Files
2026-05-08 17:45:23 -05:00

14 KiB

GreySec MAL — Master Kanban

Product: GreySec Malware Analysis Lab Type: Internal Build Project Status: BUILDING Updated: 2026-05-07 Parent debrief: ~/greysec/ops/debriefs/malware-lab-2026-05-07.md


Background

GreySec MAL is a self-hosted malware analysis sandbox for red team operators. It takes a binary payload, detonates it in an isolated Windows 11 VM instrumented with EDR (Fibratus + Whiskers + RedEdr), captures behavioral events via RabbitMQ, and produces a client-facing analysis report with a Detection Score (0-100) and MITRE ATT&CK kill chain map.

Architecture:

Payload Upload → LitterBox (:1337) → SMB Share Mount → Windows VM (:1337)
                                                            ↓
                                              Fibratus (kernel events)
                                              Whiskers (REST API :8080)
                                              RedEdr (EDR reporting)
                                                            ↓
                                              RabbitMQ (event queue)
                                                            ↓
                                              variant_event_consumer (Python)
                                                            ↓
                                              Supabase (structured data)
                                                            ↓
                                              Detection Score + MITRE ATT&CK Report

Current status: ARCHITECTURE VERIFIED. 4 critical bugs block end-to-end operation. Fix order is strict.


Pipeline Definition

What the product IS: Drop a binary. Get a Detection Score + MITRE ATT&CK kill chain. Client data never leaves your infrastructure.

Dataset extract:

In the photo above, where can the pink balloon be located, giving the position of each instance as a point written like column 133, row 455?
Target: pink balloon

Exercise task:
Please continue the GreySec MAL kanban page from where it stops.

Result:
What the client receives:

  • Detection Score (0-100) — how likely this payload is to be flagged by EDR
  • MITRE ATT&CK kill chain map — which tactics and techniques the payload uses
  • Behavioral analysis summary — what the payload actually did (file ops, network ops, process ops)
  • Raw event log (optional) — full Fibratus event stream for manual review

Target buyer:

  • Red team operators testing C2 payloads before deployment
  • MSSPs running adversary simulation for clients
  • Security teams with HIPAA/BAA obligations that prevent cloud malware analysis
  • Law firms and financial institutions with strict client confidentiality requirements

SLA (target):

  • Analysis turnaround: < 5 minutes for typical payloads (< 10MB)
  • Report available: via web dashboard or API
  • Uptime: 99% (target, TBD with Adam)

Current State

What Works

  • v1 Python payload: ran for 16 seconds, generated real EDR events, Fibratus saw them, Whiskers returned them via /api/alerts/fibratus/since — core event path verified
  • RabbitMQ → variant_event_consumer → Supabase: working
  • Docker-compose stack: LitterBox, RabbitMQ, Fibratus bridge, consumer all start cleanly
  • Pre-flight check script exists at ~/bin/greysec/pre-flight-vm-check.sh (not yet run in a session)

What Is Broken

# Bug Severity Fix Time Cascade
1 VM share mount \\172.28.0.1\share unreachable from Windows VM — payloads may not reach analysis dir CRITICAL 30 min Blocks all testing
2 RedEdr returns zero events despite Fibratus seeing real syscalls — event data doesn't reach final report CRITICAL 30-60 min Blocks EDR validation
3 Whiskers has no Windows service wrapper — dies when parent process exits, requires manual PAExec restart CRITICAL 1 hour Blocks reliability
4 manager.py lines 418-419 hardcodes init_wait_time = 5 regardless of config — payloads killed at 5s DEGRADED 30 min Blocks extended runs

Fix order: 1 → 2 → 3 → 4. Issue 4 is blocked by Issue 1 (can't test 4 until share mount works).


BOARD

BACKLOG

  • Build Detection Score algorithm (0-100 from Fibratus event frequency + severity + MITRE technique count)
  • Build web dashboard for results (currently Supabase only — no client-facing UI)
  • Build client upload portal (currently manual curl to localhost:1337)
  • Build MITRE ATT&CK kill chain mapper (Fibratus events → ATT&CK tactic/technique IDs)
  • Write greysec-malware-pipeline skill (standalone — not yet created)
  • Add payload hardening guidance output (what to change in the binary to lower Detection Score)
  • Set up TLS for LitterBox API (currently plain HTTP — fine for internal, not for client-facing portal)
  • Build multi-user access control (when portal is client-facing, need auth)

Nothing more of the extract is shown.